_Work to be completed_
Each record that follows is to be reproduced character for character, pictures excepted.

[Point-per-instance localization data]
######

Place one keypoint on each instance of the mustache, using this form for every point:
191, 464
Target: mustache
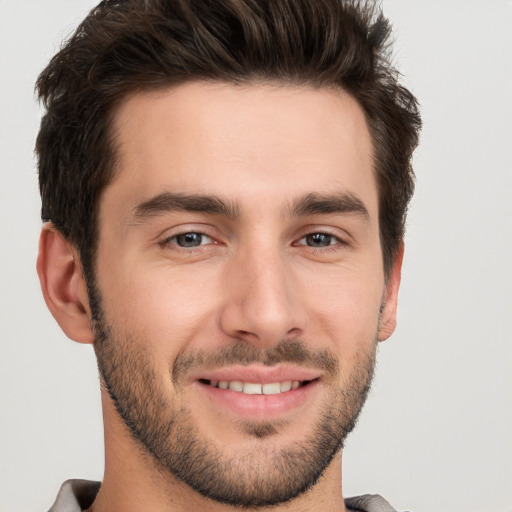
243, 353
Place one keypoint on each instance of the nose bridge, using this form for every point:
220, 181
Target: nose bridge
262, 304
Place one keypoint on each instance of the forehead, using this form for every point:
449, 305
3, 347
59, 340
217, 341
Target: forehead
244, 143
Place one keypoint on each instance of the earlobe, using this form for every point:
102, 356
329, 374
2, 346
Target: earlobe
387, 323
63, 285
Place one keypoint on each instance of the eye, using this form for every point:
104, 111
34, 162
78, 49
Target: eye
319, 240
189, 240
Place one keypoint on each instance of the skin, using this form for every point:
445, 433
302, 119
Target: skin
255, 278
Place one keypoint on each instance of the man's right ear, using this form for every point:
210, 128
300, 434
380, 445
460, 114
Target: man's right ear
63, 284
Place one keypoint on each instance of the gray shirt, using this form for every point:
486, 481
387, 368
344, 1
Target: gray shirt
78, 495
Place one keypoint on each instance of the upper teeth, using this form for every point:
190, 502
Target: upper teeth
251, 388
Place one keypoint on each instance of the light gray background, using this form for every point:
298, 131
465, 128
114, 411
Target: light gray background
436, 433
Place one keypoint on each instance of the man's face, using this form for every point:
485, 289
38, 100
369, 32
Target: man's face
241, 282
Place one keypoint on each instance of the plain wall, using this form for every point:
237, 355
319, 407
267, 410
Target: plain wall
435, 433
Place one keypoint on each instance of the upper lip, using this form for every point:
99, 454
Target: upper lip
258, 374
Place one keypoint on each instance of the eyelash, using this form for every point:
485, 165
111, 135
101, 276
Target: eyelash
169, 242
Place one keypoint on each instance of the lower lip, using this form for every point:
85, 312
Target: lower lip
261, 407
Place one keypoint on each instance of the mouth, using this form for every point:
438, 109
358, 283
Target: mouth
261, 395
254, 388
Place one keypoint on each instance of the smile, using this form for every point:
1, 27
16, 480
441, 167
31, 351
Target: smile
252, 388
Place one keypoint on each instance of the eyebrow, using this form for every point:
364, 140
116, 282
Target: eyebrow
175, 202
315, 204
310, 204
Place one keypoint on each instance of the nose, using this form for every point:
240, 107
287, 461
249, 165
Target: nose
262, 304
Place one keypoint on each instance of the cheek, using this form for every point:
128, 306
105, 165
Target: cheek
345, 307
160, 307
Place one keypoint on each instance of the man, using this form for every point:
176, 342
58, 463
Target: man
224, 190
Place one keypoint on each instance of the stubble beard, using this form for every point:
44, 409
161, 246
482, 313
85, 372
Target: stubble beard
272, 474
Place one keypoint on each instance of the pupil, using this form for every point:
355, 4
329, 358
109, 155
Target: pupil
189, 239
319, 240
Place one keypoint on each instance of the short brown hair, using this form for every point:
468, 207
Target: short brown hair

######

_Result of the exercise_
Place one keypoint on each instance of the mustache, using this form for every point:
191, 464
Target: mustache
243, 353
Place one keypoint on each instance of the nose bridge, using this form for every point:
220, 181
Target: nose bridge
262, 304
Place one keypoint on each instance of the forehead, using this form for every point:
449, 305
3, 347
59, 340
217, 341
Target: forehead
244, 143
Place one keypoint on each instance of the earlobe, using this form for every point:
102, 356
329, 374
2, 346
Target: earlobe
387, 323
63, 285
Place one keypoint on each instance of the eye, using this form for every point:
104, 111
34, 162
78, 49
Target: eye
319, 240
189, 240
Place one keypoint on each instance of the skin, using this form for every point:
445, 433
302, 119
Target: skin
255, 278
Place one keypoint on each instance of the man's right ear, using this form for every point:
210, 128
300, 434
380, 445
460, 114
Target: man's right ear
63, 284
Place one keypoint on each instance of the gray shirt, using this form for every point:
486, 481
387, 368
344, 1
Target: gray shirt
78, 495
Place one keypoint on each instance of the upper teeth, using this form for every point:
190, 502
Target: upper teeth
251, 388
Place one keypoint on each instance of the light gray background, using this form for every point:
298, 131
465, 128
114, 411
Target: light gray background
436, 433
Place one keypoint on each instance of the man's face, using this form for every point:
485, 289
38, 100
369, 32
Target: man's face
241, 282
Place one keypoint on each instance of the plain wall, using this form for every point:
237, 355
319, 407
267, 410
Target: plain wall
435, 433
Place one keypoint on each instance of the upper lip, using this form for every point:
99, 454
Target: upper lip
258, 374
Place one keypoint on each instance of the eyelash, using this form for every point:
485, 165
111, 135
101, 276
Target: eyelash
169, 242
Place one keypoint on each instance of the lower lip, using this form for every point:
85, 312
Target: lower lip
261, 407
Place one keypoint on each instance of the mouth, using this form for every point:
438, 109
358, 283
Target: mouth
261, 395
254, 388
Place one keypoint on each instance of the smile, using this form for every point:
1, 27
16, 480
441, 167
31, 351
Target: smile
252, 388
Place one keypoint on each instance of the eyebrow, using this form for every point:
364, 140
116, 282
Target: eyebrow
175, 202
315, 204
310, 204
Place one keypoint on each instance of the nose, using this form for every point:
240, 107
287, 461
249, 165
Target: nose
262, 304
Place one keypoint on each instance of the cheek, using this form for every point:
128, 306
105, 165
Target: cheek
345, 307
160, 307
Place one keypoint on each instance of the man, using this form for every point:
176, 342
58, 463
Target: man
224, 190
Place one keypoint on each instance of the stubble beard, using this form for every point:
44, 409
161, 246
482, 313
85, 372
Target: stubble beard
272, 474
Place one keypoint on each instance of the pupil, using this form for every point:
355, 4
329, 358
109, 155
Target: pupil
189, 239
319, 240
Place one keypoint on each instance of the short brown hair, using this form for every point:
468, 207
Target: short brown hair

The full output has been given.